Throughout history, religion has offered us some excellent suggestions:
Conquer the angry one by not getting angry; conquer the wicked by goodness; conquer the stingy by generosity, and the liar by speaking the truth. – Buddha, The Dhammapada, verse 223.
An angry person is ugly and sleeps poorly. Gaining a profit, he turns it into a loss, having done damage with word and deed. A person overwhelmed with anger destroys his wealth. Maddened with anger, he destroys his status. Relatives, friends, and colleagues avoid him. Anger brings loss. Anger inflames the mind… A man conquered by anger is in a mass of darkness. He takes pleasure in bad deeds as if they were good, but later, when his anger is gone, he suffers as if burned with fire. He is spoiled, blotted out, like fire enveloped in smoke. When anger spreads, when a man becomes angry, he has no shame, no fear of evil, is not respectful in speech. For a person overcome with anger, nothing gives light. – Buddha, Kodhana Sutta
Be not hasty in thy spirit to be angry: for anger resteth in the bosom of fools – Ecclesiastes 7:9.
If a man be under the influence of anger his conduct will not be correct. – Confucius
He who is slow to anger has great understanding, but he who has a hasty temper exalts folly… Who is strong? He who subdues his evil inclination, as it is stated, ‘He who is slow to anger is better than a strong man, and he who masters his passions is better than one who conquers a city.’- Proverbs 14:29, 16:32.
You have heard that it was said to the men of old, ‘You shall not kill; and whoever kills shall be liable to judgment.” But I say to you that every one who is angry with his brother shall be liable to judgment… – Mathew 5:21.
A man said to the Prophet, “Advise me! “The Prophet said, “Do not become angry and furious.” The man asked (the same) again and again, and the Prophet said in each case, “Do not become angry and furious.” – from the Muslim Bukhari Hadiths, number 127.
Certainly you see the problem here—we all have, in the oldest part of our mammalian brains, the innate instinct and the built-in mechanism for anger and rage. But every great Faith tells us not to use it against others.

Exercise set
- 1) In the passage on anger, translate this sentence into Spanish: "A person overwhelmed with anger destroys his wealth."
- 2) Write a few more sentences that carry on the passage on anger from its final line.

Listed records
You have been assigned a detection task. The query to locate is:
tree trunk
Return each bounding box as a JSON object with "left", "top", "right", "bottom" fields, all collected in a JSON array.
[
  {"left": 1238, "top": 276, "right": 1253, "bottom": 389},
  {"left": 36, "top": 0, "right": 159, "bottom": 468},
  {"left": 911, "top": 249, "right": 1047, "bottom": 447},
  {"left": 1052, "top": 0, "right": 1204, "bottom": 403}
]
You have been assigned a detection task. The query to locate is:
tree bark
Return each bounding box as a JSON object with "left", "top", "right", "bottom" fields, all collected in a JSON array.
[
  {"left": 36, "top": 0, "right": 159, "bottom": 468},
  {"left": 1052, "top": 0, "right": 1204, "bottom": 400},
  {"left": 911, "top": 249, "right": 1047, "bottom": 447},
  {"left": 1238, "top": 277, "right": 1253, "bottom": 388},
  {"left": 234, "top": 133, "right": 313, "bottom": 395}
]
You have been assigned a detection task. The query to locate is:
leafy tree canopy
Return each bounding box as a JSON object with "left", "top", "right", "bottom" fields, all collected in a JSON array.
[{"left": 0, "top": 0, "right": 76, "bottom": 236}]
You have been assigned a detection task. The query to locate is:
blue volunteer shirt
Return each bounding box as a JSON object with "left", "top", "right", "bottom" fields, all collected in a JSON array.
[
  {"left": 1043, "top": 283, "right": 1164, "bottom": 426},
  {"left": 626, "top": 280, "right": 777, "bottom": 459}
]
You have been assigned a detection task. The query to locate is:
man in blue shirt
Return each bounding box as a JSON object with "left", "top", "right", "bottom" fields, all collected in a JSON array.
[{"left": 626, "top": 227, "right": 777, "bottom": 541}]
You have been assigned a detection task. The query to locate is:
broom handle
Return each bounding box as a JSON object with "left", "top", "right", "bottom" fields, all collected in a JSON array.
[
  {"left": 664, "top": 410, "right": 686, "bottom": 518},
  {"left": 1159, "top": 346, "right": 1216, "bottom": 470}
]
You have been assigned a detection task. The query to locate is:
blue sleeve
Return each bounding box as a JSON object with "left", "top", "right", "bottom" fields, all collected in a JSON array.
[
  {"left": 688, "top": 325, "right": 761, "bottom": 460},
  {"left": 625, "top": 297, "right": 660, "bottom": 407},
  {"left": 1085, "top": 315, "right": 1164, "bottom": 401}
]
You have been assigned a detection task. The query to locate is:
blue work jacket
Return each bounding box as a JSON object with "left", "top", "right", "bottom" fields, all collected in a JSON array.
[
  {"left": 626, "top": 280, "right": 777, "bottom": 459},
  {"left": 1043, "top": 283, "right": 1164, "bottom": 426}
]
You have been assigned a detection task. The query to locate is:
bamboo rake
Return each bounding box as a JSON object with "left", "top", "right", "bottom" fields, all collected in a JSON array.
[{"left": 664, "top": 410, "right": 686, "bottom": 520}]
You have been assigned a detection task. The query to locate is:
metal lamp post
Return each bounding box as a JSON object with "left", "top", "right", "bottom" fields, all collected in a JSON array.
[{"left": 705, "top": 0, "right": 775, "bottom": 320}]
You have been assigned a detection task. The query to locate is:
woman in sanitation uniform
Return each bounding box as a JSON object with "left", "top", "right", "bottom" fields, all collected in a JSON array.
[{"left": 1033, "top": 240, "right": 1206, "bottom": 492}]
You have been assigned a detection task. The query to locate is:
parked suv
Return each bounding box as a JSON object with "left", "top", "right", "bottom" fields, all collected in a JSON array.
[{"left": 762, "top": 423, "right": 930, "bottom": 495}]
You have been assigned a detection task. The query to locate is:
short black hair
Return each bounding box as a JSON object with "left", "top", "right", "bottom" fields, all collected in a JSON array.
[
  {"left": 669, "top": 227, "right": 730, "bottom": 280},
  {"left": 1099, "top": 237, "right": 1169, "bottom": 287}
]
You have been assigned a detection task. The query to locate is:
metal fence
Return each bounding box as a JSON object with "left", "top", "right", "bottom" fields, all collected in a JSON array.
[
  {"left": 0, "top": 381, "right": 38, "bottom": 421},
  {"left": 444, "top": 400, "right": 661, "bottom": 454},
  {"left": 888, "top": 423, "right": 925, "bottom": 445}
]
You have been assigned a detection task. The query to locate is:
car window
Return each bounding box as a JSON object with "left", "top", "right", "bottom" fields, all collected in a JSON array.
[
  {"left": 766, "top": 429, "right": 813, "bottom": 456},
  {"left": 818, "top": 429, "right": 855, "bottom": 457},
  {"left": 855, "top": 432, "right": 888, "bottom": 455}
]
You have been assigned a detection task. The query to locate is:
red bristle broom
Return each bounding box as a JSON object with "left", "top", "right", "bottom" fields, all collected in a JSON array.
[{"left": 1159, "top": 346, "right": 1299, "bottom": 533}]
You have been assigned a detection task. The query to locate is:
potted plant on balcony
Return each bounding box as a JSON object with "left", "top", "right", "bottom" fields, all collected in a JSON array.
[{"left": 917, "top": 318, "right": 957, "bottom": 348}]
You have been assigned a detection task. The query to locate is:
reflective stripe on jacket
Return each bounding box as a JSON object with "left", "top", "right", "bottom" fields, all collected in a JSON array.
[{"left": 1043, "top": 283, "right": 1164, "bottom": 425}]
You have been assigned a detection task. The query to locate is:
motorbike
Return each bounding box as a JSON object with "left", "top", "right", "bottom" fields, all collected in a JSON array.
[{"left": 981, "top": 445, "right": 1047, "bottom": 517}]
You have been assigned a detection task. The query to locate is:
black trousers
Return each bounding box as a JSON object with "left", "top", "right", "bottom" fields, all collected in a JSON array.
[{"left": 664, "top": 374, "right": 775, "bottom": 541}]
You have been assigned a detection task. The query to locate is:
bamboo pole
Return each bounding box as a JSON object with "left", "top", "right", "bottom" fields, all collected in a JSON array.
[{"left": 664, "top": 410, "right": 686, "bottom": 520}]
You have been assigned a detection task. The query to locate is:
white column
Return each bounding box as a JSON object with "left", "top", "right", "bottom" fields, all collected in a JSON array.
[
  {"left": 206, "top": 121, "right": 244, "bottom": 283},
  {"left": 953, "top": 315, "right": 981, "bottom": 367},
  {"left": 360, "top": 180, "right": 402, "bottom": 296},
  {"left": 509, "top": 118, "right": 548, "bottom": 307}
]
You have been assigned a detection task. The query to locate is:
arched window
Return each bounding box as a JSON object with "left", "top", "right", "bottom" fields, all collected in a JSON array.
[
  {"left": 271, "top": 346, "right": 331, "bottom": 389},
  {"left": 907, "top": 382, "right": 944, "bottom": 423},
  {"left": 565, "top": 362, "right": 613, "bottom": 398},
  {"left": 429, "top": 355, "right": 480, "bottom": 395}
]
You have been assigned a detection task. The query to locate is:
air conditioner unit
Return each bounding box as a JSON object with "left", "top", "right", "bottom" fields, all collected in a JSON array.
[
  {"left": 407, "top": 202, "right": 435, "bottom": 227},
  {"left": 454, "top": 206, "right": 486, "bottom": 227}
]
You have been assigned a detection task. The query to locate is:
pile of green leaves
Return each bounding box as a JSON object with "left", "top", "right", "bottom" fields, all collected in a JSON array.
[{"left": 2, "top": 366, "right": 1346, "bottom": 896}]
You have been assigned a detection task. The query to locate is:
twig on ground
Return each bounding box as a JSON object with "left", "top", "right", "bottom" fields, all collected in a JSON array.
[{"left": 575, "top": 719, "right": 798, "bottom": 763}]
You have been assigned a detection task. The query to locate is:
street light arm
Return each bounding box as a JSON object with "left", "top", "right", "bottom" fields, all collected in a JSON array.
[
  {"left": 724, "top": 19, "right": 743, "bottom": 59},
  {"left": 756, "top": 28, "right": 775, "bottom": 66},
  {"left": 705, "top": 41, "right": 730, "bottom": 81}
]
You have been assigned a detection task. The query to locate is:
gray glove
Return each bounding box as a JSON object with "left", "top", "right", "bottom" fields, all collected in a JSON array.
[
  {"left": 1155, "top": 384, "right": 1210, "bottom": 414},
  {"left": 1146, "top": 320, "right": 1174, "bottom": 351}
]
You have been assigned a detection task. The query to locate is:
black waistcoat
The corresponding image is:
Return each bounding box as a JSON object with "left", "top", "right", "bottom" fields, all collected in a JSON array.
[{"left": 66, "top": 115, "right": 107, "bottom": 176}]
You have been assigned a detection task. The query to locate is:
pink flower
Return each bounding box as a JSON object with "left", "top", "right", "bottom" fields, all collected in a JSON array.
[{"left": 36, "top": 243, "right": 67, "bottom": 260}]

Results of the tasks
- 1) Una persona dominada por la ira destruye su riqueza.

- 2)
The Baha’i teachings bring some clarity to that conundrum:
…the heart that partakes of the outpouring grace of the Holy Spirit and becomes sanctified is made goodly and pure. The purpose is that the reality of man be purified and sanctified from the defilements of the world of nature, which are vile attributes such as anger, lust, worldliness, pride, dishonesty, hypocrisy, deceit, self-love, and so on. Man cannot free himself from the onslaught of vain and selfish desires save through the confirming grace of the Holy Spirit. – Abdu’l-Baha, Some Answered Questions, newly revised edition, pp. 103-104.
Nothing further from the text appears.